# What this task involves:
Copy out each of the entries below verbatim, changing nothing in any line.

# Material for this task:
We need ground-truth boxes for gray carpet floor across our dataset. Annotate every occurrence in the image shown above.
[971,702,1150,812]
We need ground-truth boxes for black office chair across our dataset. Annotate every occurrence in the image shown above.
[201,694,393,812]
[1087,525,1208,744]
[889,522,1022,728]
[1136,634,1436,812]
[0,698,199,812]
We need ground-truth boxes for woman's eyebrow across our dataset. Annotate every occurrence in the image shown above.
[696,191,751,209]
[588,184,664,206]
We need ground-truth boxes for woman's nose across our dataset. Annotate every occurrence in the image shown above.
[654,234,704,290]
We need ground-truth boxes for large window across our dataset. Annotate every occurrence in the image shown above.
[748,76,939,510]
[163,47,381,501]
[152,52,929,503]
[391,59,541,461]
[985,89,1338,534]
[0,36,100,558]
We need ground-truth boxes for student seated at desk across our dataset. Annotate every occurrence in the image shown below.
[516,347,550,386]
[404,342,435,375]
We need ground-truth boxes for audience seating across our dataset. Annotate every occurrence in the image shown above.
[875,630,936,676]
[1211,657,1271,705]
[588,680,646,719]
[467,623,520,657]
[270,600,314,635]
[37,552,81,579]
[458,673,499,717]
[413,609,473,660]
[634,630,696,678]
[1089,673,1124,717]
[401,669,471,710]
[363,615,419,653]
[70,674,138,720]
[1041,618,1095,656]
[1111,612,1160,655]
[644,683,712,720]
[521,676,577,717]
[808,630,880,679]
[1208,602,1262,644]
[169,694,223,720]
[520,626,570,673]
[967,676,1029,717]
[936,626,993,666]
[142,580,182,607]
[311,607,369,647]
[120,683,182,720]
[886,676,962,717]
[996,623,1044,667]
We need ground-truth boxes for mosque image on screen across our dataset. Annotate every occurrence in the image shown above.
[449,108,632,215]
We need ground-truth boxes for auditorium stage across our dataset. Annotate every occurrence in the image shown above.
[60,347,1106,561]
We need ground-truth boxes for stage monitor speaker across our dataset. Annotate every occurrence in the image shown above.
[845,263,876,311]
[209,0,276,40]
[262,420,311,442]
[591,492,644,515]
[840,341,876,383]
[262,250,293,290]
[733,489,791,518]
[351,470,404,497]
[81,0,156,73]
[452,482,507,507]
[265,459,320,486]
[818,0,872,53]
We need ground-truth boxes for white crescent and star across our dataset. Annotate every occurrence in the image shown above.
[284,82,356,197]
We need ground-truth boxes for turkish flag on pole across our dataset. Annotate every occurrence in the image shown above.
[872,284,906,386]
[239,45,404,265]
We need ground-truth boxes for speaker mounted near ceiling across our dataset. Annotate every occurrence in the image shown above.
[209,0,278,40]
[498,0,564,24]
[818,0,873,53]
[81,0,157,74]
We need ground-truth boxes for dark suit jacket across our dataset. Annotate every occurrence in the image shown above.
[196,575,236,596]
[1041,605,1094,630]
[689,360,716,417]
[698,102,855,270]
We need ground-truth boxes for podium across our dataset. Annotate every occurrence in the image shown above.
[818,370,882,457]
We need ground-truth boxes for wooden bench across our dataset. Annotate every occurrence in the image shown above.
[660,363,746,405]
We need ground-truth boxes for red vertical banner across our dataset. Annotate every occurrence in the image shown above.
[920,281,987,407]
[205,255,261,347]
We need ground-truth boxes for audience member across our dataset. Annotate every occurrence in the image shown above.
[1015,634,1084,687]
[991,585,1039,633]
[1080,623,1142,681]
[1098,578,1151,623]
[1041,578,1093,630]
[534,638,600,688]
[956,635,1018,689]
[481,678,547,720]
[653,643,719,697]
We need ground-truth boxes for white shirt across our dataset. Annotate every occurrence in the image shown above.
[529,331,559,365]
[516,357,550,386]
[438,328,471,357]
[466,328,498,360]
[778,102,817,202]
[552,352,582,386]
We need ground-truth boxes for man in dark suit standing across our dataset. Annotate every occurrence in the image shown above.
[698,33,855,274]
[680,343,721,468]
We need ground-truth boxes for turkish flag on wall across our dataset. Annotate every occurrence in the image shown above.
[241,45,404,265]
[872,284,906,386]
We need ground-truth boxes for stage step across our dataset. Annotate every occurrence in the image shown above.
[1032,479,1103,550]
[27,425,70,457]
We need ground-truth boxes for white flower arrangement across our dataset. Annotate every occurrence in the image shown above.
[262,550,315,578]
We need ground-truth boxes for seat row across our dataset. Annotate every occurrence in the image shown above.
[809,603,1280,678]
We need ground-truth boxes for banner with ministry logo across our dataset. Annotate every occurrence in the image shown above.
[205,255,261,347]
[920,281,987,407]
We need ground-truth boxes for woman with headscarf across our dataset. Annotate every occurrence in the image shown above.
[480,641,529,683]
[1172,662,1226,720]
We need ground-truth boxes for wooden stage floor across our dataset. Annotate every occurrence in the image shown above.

# Reply:
We need ground-truth boxes for gray carpet floor across our dataset. Annotate every occurrence in the image shown above.
[971,702,1150,812]
We need ground-truth boxes for black office chair across our dataset. Annotate every occurrence in the image shown above.
[201,694,393,812]
[1087,525,1208,744]
[889,522,1022,728]
[1136,634,1436,812]
[0,698,199,812]
We need ground-truth boxes for woman's eyebrow across our dataset. Annotate every occurrence in the image shown above.
[696,191,751,209]
[588,184,664,206]
We need ground-truth boxes for woman's nose across our dataset. Annotate every occurrence in the image shown above.
[654,234,704,290]
We need ground-truth boxes for large window across our dataset. Annotate every occurrence in the image shown above.
[748,76,939,510]
[163,47,381,501]
[152,52,929,503]
[391,59,541,461]
[985,89,1338,534]
[0,36,100,558]
We need ground-truth boxes for student seated at desk across our dataset. Annotate every occurrence in the image shown below.
[516,347,550,386]
[404,342,435,375]
We need ground-truth boxes for audience seating across our dataset. Annotate every occurrence in the image shown above.
[875,630,936,676]
[1211,657,1271,705]
[588,680,646,719]
[467,623,520,657]
[270,600,314,635]
[37,552,81,579]
[458,673,499,717]
[413,609,473,660]
[634,630,696,678]
[1089,673,1124,717]
[401,669,471,710]
[363,615,419,653]
[70,674,138,720]
[1041,618,1095,656]
[1111,612,1160,655]
[644,683,712,720]
[521,676,577,717]
[808,630,880,679]
[1208,602,1262,644]
[169,694,223,720]
[520,626,570,673]
[967,676,1029,717]
[936,626,993,666]
[142,580,182,607]
[311,607,369,647]
[120,683,182,720]
[886,676,962,717]
[996,623,1044,667]
We need ground-truth boxes for mosque image on screen across our dataset. Annotate every occurrence in the image shown above.
[449,108,632,215]
We need ground-truth boxes for auditorium stage across our dataset. Annotate every occurrence in the image shown above.
[60,347,1106,561]
We need ground-truth boxes for stage monitor speaker across our dataset. Annotate every occurrence in the image shown above.
[845,263,876,311]
[209,0,276,40]
[262,420,311,442]
[591,492,644,515]
[840,341,876,383]
[262,250,293,290]
[733,489,791,518]
[351,470,404,497]
[81,0,156,73]
[452,482,507,507]
[265,459,320,486]
[818,0,872,53]
We need ground-truth boxes for white crescent and star across our dataset. Annotate every occurrence in the image shown above.
[284,82,356,197]
We need ground-truth boxes for turkish flag on pole across our dataset. Annotate every occurrence in the image shown above.
[872,284,906,386]
[239,45,404,265]
We need ground-truth boxes for speaker mounted near ceiling across our dataset. Annotate every occurrence in the image shown above.
[209,0,278,40]
[498,0,564,24]
[818,0,873,53]
[81,0,157,74]
We need ground-truth boxes for dark suit jacket across our dataset. Annotate every occurrence in the image shown above.
[196,575,236,596]
[1041,605,1094,630]
[689,360,716,417]
[698,102,855,270]
We need ground-truth boxes for podium across our dataset. Annotate every occurrence in the image shown above.
[818,370,882,457]
We need ground-truth boxes for wooden bench across our dataset. Annotate every occurrence in the image shown above.
[660,363,746,405]
We need ground-truth boxes for red vertical banner across our dataset. Annotate every occurrence in the image shown above.
[920,281,987,407]
[205,255,261,347]
We need ground-truth boxes for audience member across our dataset. Annotate every occurrence in the image shown above.
[1015,634,1084,687]
[991,585,1039,633]
[1080,623,1142,681]
[1098,578,1151,623]
[1041,578,1093,630]
[534,638,600,688]
[956,635,1018,689]
[481,678,547,720]
[653,643,719,697]
We need ground-truth boxes for white shirt across our dataset. Annotate every occurrence in the image shown above.
[529,331,559,365]
[516,357,550,386]
[438,328,471,357]
[466,328,498,360]
[778,102,817,202]
[552,352,582,386]
We need ground-truth boxes for man in dark suit standing across our dataset. Annotate every occurrence in the image shown above.
[698,33,855,274]
[680,343,721,468]
We need ground-truth boxes for turkish flag on wall across our dataset. Annotate every occurrence in the image shown above.
[241,45,404,265]
[872,284,906,386]
We need ground-truth boxes for stage step across our dataset. Annotate every occurrence in the image shown above.
[1032,479,1103,550]
[27,425,70,457]
We need ground-truth boxes for white flower arrangement across our dataset. Annotate every occurrence in the image shown above.
[262,550,315,578]
We need ground-truth boxes for seat row across our dataset. Annotate every occurrence in the image shown above.
[809,603,1280,678]
We need ground-truth boxes for banner with ministry logo across our dataset. Annotate every occurrence in the image shown above.
[205,255,261,347]
[920,281,987,407]
We need ground-truth boxes for woman with headscarf across our dataset. Annotate every occurrence in the image shown above.
[480,641,529,683]
[1172,662,1226,720]
We need ground-truth boxes for wooden stage floor across our dataset. Annotate every occurrence in the image shown above.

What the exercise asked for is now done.